What is needed: Put every line of the items below into a single JSON list of strings, one string per line, and leave out the blank lines.

Input:
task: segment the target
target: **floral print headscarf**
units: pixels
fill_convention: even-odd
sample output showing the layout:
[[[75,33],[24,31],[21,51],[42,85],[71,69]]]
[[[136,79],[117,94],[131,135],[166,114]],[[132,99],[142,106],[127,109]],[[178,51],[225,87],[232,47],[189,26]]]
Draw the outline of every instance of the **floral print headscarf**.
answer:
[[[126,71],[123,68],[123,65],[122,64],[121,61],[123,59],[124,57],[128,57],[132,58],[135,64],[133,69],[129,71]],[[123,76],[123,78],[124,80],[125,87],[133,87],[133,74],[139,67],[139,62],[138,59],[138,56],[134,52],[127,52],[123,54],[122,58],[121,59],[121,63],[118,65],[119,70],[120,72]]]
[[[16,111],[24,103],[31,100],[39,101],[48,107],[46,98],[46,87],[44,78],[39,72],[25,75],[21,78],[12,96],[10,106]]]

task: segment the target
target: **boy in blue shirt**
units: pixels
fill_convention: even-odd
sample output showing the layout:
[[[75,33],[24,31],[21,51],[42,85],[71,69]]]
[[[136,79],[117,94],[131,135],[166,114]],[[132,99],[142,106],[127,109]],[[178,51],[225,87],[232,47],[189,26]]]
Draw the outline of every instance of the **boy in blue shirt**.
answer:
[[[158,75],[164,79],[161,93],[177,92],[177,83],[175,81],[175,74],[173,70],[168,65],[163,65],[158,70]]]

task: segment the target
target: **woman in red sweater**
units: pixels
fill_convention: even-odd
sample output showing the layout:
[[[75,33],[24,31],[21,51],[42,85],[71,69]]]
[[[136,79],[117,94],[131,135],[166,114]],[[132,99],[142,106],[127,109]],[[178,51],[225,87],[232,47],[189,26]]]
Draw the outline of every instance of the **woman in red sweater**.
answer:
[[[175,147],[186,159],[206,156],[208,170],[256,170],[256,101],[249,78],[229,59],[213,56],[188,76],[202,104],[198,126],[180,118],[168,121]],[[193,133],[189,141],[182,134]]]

Worked answer:
[
  "task: segment the target",
  "target: **floral print headscarf**",
  "units: pixels",
  "fill_convention: even-odd",
  "sample output showing the layout:",
  "[[[75,33],[24,31],[21,51],[42,85],[71,69]]]",
  "[[[136,79],[117,94],[131,135],[166,114]],[[132,99],[142,106],[127,109]],[[178,51],[225,87],[232,47],[189,26]]]",
  "Draw the outline of every instance of the **floral print headscarf**.",
  "answer:",
  "[[[126,71],[123,68],[123,65],[122,64],[121,61],[123,59],[124,57],[128,57],[132,58],[135,64],[133,69],[129,71]],[[123,76],[123,78],[124,80],[125,87],[133,87],[133,74],[139,67],[139,62],[138,59],[138,56],[134,52],[127,52],[123,54],[122,58],[121,59],[121,63],[118,65],[119,70],[120,72]]]",
  "[[[16,111],[24,103],[31,100],[39,101],[48,107],[46,98],[46,87],[44,78],[39,72],[25,75],[21,78],[12,96],[10,106]]]",
  "task: segment the target",
  "target: **boy in blue shirt**",
  "units: pixels",
  "fill_convention: even-odd",
  "sample output showing the layout:",
  "[[[75,33],[24,31],[21,51],[42,85],[71,69]]]",
  "[[[136,79],[117,94],[131,135],[166,114]],[[132,99],[142,106],[127,109]],[[178,51],[225,87],[232,47],[189,26]]]",
  "Draw the outline of every instance of the **boy in blue shirt**.",
  "answer:",
  "[[[158,75],[164,79],[161,93],[177,92],[177,83],[175,81],[175,74],[173,70],[168,65],[163,65],[158,70]]]",
  "task: segment the target",
  "target: **woman in red sweater**",
  "units: pixels",
  "fill_convention: even-odd",
  "sample output showing the layout:",
  "[[[75,33],[24,31],[21,51],[42,85],[71,69]]]",
  "[[[136,79],[117,94],[131,135],[166,114]],[[132,99],[142,106],[127,109]],[[178,51],[225,87],[232,47],[189,26]]]",
  "Draw the outline of every instance of the **woman in red sweater**.",
  "answer:",
  "[[[175,147],[186,159],[206,156],[208,170],[256,170],[256,101],[249,78],[229,59],[213,56],[188,76],[202,104],[198,126],[180,118],[168,121]],[[193,133],[189,141],[182,134]]]"
]